### Activity
Read the records below. Copy each line where the string "exact" occurs.

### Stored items
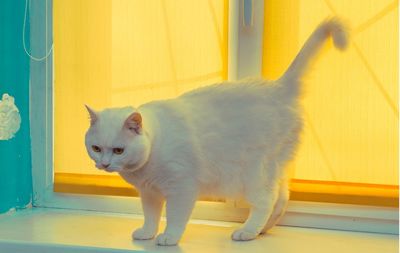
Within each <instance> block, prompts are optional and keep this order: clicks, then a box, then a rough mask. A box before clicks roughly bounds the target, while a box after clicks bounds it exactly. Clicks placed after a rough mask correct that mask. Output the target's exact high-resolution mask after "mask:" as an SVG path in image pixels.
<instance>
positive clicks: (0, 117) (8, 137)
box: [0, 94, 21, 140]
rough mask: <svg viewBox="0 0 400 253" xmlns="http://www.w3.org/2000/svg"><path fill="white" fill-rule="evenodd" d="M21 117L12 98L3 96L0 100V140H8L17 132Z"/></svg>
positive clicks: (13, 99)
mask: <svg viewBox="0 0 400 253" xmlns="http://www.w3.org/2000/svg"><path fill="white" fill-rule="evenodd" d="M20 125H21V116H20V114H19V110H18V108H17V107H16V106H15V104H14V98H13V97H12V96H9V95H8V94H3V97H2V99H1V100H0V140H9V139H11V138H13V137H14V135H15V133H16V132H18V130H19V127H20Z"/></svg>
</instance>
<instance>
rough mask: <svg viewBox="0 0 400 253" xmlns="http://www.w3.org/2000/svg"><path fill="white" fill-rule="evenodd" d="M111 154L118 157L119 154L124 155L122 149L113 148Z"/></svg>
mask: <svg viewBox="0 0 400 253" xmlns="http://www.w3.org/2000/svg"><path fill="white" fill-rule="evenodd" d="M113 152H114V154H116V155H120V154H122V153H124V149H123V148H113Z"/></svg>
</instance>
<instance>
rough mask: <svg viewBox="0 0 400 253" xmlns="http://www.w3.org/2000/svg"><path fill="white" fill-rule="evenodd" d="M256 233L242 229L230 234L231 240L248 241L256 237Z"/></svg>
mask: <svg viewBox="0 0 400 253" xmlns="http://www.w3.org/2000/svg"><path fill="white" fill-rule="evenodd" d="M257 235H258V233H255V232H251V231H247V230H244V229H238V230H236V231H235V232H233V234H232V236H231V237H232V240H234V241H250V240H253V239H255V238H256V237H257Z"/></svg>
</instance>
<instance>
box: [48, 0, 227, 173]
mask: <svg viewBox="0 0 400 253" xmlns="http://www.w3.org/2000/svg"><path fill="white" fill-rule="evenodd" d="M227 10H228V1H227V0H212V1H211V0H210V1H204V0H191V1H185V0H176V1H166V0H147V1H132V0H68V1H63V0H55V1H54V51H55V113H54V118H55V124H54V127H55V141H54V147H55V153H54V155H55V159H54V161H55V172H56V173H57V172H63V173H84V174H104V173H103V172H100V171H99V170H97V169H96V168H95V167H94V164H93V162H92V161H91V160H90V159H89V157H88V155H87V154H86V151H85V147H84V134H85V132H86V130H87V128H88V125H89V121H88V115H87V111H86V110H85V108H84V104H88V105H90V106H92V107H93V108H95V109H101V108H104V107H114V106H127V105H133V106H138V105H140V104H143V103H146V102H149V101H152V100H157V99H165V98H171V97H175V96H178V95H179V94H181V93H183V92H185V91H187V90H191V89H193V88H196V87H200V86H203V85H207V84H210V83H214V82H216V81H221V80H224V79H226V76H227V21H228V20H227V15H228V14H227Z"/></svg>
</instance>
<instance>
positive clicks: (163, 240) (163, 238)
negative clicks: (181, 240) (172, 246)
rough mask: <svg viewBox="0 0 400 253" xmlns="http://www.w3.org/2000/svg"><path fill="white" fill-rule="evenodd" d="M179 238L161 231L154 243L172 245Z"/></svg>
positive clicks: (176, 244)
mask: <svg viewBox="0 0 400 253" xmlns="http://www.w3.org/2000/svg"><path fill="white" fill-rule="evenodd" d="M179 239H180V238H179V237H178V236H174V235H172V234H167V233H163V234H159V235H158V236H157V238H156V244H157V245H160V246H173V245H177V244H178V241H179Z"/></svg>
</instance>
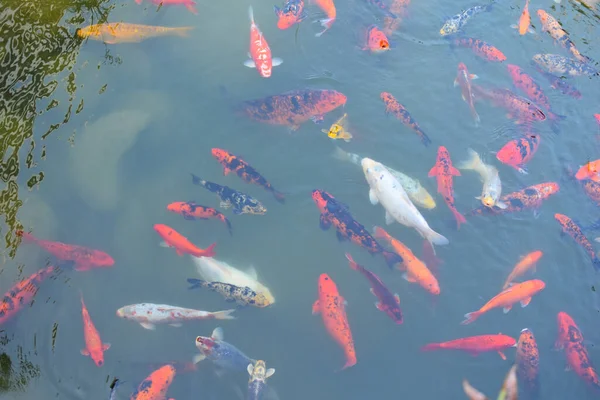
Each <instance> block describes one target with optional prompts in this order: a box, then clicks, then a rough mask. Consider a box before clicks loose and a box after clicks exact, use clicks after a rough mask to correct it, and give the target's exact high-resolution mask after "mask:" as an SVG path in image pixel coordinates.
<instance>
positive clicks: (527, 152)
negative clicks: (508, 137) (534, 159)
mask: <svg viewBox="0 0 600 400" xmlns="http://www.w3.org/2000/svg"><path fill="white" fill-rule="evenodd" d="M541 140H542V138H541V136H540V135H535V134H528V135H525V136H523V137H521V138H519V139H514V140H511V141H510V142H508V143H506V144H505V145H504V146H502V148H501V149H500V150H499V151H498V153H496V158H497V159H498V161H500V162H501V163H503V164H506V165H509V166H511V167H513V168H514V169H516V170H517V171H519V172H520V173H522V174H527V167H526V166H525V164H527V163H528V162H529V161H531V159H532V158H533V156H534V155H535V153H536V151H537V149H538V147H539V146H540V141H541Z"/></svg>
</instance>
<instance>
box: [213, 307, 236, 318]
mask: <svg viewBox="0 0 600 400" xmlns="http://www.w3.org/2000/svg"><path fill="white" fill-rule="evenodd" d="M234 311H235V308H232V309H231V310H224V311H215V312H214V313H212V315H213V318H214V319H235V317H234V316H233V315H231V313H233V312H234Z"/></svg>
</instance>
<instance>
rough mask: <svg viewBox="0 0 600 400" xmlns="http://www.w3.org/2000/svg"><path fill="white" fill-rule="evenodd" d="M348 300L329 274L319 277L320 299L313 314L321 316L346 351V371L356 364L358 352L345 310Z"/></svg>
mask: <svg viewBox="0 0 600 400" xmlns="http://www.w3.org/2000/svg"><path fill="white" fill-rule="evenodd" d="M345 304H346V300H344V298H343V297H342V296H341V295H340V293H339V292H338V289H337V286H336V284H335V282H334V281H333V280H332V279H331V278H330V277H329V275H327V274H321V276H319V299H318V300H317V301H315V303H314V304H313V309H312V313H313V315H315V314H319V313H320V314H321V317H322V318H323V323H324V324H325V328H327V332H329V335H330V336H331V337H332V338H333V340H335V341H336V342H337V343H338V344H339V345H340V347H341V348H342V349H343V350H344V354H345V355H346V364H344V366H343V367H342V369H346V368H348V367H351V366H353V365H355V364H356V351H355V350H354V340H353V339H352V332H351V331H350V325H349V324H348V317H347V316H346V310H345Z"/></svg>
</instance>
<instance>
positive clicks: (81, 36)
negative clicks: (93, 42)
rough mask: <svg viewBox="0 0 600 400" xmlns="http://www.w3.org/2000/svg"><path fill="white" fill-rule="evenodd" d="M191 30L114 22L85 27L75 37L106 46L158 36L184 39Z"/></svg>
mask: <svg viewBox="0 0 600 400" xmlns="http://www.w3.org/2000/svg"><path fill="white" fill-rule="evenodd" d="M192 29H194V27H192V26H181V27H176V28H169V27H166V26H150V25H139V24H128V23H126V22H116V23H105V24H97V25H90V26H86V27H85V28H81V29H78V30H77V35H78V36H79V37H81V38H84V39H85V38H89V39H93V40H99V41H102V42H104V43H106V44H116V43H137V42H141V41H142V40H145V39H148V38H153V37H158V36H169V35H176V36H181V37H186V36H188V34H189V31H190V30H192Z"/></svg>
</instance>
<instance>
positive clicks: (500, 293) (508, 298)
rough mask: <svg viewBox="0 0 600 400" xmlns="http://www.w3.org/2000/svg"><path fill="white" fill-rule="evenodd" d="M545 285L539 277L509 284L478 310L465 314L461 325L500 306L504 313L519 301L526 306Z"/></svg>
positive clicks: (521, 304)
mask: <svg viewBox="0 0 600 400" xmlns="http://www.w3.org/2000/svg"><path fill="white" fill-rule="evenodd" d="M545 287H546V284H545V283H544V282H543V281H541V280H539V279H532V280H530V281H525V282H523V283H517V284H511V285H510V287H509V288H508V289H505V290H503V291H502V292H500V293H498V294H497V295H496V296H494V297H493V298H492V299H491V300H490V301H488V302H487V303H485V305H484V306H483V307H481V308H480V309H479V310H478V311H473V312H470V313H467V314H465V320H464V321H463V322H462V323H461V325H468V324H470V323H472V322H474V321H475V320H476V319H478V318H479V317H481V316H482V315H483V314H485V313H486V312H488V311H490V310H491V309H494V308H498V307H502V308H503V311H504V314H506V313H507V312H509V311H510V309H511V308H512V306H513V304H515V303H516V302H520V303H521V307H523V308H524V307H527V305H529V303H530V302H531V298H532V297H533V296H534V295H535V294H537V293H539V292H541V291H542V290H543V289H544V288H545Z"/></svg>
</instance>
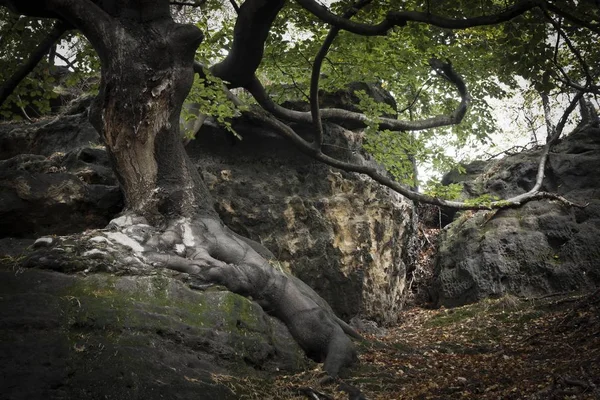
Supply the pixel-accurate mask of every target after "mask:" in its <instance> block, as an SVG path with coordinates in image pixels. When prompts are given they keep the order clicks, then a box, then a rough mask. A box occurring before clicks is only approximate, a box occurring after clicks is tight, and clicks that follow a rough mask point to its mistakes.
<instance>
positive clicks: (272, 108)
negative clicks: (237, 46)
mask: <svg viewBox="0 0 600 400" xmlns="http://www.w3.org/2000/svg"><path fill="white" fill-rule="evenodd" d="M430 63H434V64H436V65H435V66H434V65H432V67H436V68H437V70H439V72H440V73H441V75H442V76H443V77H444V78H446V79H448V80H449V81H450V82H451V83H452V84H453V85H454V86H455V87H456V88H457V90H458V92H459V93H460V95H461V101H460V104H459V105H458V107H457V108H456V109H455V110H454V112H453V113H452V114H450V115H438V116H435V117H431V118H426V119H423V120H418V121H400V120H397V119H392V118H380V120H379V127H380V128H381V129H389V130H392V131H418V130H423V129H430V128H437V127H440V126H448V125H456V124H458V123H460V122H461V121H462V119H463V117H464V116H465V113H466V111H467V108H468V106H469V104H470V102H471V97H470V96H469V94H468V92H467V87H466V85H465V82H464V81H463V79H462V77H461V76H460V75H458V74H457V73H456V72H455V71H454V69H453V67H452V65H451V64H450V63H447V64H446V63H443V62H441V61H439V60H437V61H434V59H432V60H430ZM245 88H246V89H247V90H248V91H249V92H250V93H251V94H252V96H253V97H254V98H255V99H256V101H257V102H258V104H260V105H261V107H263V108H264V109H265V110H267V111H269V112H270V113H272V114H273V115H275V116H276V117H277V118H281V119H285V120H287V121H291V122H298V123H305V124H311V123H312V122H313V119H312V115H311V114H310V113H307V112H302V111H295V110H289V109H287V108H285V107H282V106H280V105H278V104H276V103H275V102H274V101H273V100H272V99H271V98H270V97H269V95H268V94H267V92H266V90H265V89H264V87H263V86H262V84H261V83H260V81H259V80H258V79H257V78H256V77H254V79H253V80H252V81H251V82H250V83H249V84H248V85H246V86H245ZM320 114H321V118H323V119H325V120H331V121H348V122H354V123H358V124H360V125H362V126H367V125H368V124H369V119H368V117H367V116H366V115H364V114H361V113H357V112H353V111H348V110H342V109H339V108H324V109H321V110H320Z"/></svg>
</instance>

### Solution for this task
Within each <instance> block, prompts are optional and keep this order: clicks, then a box, then a rough mask. A box before clicks roughly bounds the target, while a box after clicks bounds it exactly. Clicks placed after a rough mask correct that mask. Output the target's exact high-resolution mask after "mask:" as an SVG path in image pixels.
Each <instance> block describes one target with optional prompts in this order: a box, then clicks, then a rough mask. Consider a box before clicks loose and a box after clicks exact, use clicks after a rough mask to correct it, and give the target's exact high-resolution mask after "mask:" as an SVG path in image pixel coordinates.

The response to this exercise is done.